* SOURCE EXTRACT *

----

Yesterday's reading went well. The bank was packed: there were no chairs left to sit on, and that never happens at poetry readings. People were kind listeners, and responsive. But reading poems about central Maine while standing in bank on the Upper West Side just made me feel so bizarre, like I was performing in a freak show or something. The world of "Ugly Town" was so far away from these listeners. I felt, as I read, that rural poverty was weirdly one-dimensional to them . . . a vision of Tea Party Republicans and fundamentalist preachers and deer rifles and four-wheelers and smelt fishing and clear-cutting: a world of redneck paper dolls. But I live in that place. And they live in a place where Yoko Ono has an apartment around the corner.
Update: I just got an email from one of the other poets at last night's reading, who told me he was worried that his poems weren't dark enough and that people could tell his mouth was dry . . . at which point I started laughing and decided not to delete this silly post. It seems that poets come out of their holes just long enough to feel like idiots, and then dive in again. It's good for you to see us in all our glory.

----

* MATERIAL *

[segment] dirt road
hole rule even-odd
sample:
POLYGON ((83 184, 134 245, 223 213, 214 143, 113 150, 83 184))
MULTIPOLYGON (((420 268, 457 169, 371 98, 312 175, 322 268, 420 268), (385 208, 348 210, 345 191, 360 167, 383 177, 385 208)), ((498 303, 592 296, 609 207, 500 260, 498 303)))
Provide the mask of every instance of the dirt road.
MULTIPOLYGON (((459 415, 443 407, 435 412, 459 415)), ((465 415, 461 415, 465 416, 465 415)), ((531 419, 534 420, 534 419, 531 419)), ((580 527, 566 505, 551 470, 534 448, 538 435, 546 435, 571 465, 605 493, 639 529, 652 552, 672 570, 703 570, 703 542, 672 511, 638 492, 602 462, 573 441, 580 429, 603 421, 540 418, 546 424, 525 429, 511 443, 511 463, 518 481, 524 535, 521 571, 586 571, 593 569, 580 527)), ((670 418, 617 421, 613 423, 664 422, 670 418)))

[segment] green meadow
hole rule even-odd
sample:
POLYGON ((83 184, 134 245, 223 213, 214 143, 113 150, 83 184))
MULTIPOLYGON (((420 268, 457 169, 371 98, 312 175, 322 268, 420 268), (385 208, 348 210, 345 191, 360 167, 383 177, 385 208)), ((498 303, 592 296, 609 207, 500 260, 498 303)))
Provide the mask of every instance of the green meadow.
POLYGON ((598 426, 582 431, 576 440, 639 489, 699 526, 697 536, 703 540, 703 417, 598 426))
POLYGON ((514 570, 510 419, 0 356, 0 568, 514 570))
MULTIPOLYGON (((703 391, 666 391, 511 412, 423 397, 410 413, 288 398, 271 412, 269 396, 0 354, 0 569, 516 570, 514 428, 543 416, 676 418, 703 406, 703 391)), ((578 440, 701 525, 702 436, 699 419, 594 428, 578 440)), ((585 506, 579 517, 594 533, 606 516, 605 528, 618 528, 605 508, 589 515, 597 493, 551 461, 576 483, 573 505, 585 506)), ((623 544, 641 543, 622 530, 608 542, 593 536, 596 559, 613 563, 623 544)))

----

* STATED GOAL A *
In the post about the poetry reading, transcribe the stretch from "Update: I just" through "all our glory.".
* STATED GOAL B *
List every item the post about the poetry reading names as part of the listeners' one-dimensional vision of rural poverty.

* FULL ANSWER A *
Update: I just got an email from one of the other poets at last night's reading, who told me he was worried that his poems weren't dark enough and that people could tell his mouth was dry . . . at which point I started laughing and decided not to delete this silly post. It seems that poets come out of their holes just long enough to feel like idiots, and then dive in again. It's good for you to see us in all our glory.

* FULL ANSWER B *
- Tea Party Republicans
- fundamentalist preachers
- deer rifles
- four-wheelers
- smelt fishing
- clear-cutting